**DATA UNDER STUDY**
>>>>>

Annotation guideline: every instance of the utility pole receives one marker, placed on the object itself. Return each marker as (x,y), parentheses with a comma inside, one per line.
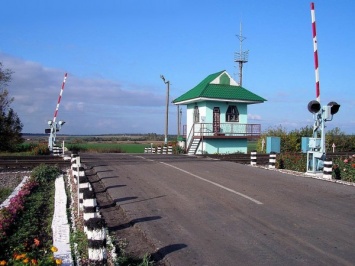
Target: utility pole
(167,109)
(241,57)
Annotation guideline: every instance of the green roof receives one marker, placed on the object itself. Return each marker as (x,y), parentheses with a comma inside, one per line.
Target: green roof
(218,87)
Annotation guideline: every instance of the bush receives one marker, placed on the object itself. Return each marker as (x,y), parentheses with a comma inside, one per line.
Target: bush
(45,173)
(292,161)
(28,238)
(344,169)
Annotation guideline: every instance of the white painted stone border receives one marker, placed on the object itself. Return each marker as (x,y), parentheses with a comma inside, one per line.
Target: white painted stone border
(60,225)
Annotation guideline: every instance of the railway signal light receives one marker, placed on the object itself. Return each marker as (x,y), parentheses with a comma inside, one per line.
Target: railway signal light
(334,107)
(314,107)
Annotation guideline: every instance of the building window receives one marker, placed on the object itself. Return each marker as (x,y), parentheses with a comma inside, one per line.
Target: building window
(196,115)
(232,114)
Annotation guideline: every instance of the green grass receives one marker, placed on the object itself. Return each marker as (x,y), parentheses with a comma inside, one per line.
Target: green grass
(108,147)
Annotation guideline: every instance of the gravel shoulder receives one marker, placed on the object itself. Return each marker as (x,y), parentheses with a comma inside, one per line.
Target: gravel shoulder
(128,236)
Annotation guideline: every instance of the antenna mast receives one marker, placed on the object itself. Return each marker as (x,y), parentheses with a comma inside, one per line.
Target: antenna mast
(242,56)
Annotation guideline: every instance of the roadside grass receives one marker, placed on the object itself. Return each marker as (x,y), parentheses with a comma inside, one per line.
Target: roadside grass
(107,147)
(26,222)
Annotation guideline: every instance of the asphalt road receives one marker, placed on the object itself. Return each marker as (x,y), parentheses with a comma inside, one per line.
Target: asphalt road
(206,212)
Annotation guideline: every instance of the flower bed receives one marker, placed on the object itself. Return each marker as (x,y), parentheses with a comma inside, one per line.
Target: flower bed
(25,234)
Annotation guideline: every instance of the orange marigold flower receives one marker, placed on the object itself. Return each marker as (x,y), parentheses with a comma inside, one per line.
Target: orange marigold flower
(36,242)
(20,256)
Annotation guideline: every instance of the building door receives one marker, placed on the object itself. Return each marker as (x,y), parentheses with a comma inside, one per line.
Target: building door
(216,120)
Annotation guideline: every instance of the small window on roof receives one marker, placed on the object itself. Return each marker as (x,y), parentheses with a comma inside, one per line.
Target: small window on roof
(196,114)
(232,114)
(224,79)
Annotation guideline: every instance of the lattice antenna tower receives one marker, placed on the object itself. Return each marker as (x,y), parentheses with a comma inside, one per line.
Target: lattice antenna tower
(241,57)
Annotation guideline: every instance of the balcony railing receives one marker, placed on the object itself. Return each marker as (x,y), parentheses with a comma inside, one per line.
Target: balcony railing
(223,130)
(226,129)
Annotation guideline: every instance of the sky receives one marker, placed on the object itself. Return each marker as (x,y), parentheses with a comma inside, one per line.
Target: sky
(114,52)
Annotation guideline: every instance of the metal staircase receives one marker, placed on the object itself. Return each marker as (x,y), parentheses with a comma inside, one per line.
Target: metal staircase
(193,147)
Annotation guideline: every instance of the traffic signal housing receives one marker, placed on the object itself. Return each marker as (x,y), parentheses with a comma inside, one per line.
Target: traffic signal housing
(314,107)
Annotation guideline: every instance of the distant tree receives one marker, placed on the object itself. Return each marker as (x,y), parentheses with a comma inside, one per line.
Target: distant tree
(10,124)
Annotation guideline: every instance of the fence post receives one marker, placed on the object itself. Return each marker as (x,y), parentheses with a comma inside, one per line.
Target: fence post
(253,158)
(272,160)
(328,168)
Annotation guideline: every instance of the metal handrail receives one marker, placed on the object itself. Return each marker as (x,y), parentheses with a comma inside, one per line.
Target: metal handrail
(199,130)
(227,129)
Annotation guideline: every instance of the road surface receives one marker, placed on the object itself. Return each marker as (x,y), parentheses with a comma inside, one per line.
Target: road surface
(199,211)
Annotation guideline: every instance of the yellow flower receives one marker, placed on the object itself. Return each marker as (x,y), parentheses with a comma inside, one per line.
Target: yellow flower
(18,257)
(36,242)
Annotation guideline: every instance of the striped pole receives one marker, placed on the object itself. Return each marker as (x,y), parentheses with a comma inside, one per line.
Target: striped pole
(315,49)
(253,158)
(60,97)
(327,169)
(272,160)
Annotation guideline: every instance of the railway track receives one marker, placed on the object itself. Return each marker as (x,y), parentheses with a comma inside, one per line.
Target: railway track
(12,163)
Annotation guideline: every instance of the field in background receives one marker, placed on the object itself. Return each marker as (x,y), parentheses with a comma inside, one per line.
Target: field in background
(110,143)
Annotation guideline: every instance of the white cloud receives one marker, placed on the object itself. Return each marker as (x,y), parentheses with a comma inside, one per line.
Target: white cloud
(89,106)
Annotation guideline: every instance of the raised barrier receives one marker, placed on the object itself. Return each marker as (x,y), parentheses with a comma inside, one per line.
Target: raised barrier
(253,158)
(272,160)
(328,168)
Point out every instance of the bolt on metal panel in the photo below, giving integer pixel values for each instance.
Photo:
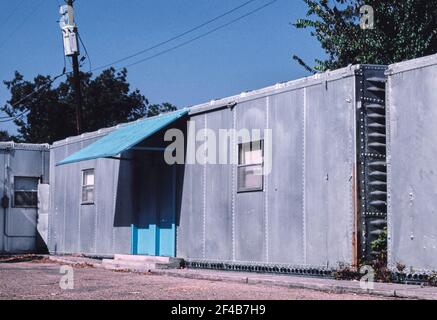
(412, 154)
(372, 166)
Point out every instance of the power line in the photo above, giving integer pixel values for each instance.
(175, 37)
(38, 6)
(200, 36)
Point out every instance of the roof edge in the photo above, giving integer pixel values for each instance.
(413, 64)
(24, 146)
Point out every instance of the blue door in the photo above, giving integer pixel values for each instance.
(155, 232)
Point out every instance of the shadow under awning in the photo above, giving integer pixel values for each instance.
(124, 138)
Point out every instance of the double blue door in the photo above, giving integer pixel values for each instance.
(154, 234)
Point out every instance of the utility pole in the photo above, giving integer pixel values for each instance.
(71, 49)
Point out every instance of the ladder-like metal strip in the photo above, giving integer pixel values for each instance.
(372, 157)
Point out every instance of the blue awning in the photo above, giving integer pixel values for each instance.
(124, 138)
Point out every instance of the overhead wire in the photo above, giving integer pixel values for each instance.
(178, 36)
(200, 36)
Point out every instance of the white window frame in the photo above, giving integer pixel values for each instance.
(244, 165)
(32, 191)
(85, 186)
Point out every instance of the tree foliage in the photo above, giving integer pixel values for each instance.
(49, 114)
(404, 29)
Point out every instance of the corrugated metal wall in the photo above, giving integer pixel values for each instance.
(412, 183)
(19, 160)
(103, 228)
(305, 215)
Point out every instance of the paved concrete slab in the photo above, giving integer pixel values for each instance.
(324, 285)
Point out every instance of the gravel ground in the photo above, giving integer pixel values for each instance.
(40, 280)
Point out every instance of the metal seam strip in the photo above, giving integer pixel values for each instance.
(233, 188)
(80, 216)
(65, 207)
(266, 193)
(304, 244)
(352, 147)
(96, 222)
(390, 262)
(204, 189)
(116, 169)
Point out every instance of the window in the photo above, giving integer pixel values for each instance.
(88, 186)
(251, 166)
(25, 192)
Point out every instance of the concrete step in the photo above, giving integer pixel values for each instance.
(174, 262)
(128, 265)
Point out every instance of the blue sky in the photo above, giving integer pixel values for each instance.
(252, 53)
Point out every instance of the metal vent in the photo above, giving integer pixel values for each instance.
(372, 157)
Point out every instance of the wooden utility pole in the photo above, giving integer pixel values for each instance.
(76, 71)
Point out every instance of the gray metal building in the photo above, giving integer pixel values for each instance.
(412, 164)
(24, 174)
(321, 205)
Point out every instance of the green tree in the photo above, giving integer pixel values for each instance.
(404, 29)
(44, 114)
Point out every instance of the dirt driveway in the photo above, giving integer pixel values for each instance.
(41, 280)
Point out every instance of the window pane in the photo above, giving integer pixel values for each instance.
(250, 178)
(88, 178)
(25, 184)
(25, 199)
(250, 153)
(88, 194)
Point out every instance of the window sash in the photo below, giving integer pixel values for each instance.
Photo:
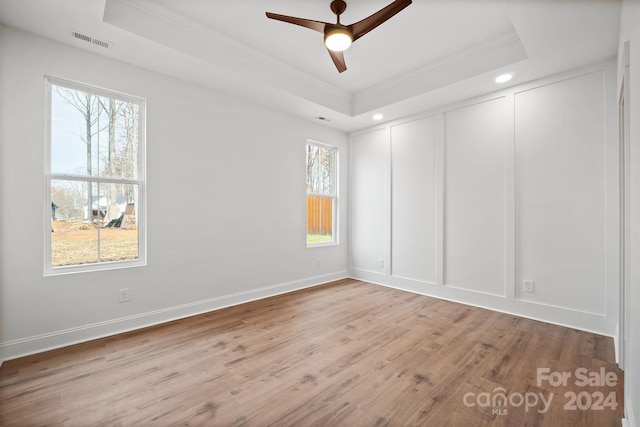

<<<<<

**EXERCISE AIM**
For each line in the data above that contains the string "below", extract the line.

**SOLUTION TO THE EXERCISE**
Point out every instance of the bolt on metal panel in the photo below, giving integer pixel values for each instance.
Point out every instance of the window sash in the photo below, giving integer pixel values for each instance.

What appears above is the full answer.